RECORDS SHOWN

-=-=-=-=-

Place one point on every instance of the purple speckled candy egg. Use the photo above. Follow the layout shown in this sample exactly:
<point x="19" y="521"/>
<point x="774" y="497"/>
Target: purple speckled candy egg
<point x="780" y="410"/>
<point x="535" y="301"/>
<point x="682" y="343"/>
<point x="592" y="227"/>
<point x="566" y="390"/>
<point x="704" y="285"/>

-=-=-=-=-

TASK ITEM
Reproduce the listing exactly. Every line stays as it is.

SOLUTION TO THE EXERCISE
Place one point on every instance of the purple speckled candy egg. Use the photo above. Follow the layout shown in this sample exactly:
<point x="19" y="521"/>
<point x="774" y="497"/>
Target: purple speckled candy egg
<point x="780" y="410"/>
<point x="535" y="301"/>
<point x="682" y="343"/>
<point x="592" y="227"/>
<point x="566" y="390"/>
<point x="704" y="285"/>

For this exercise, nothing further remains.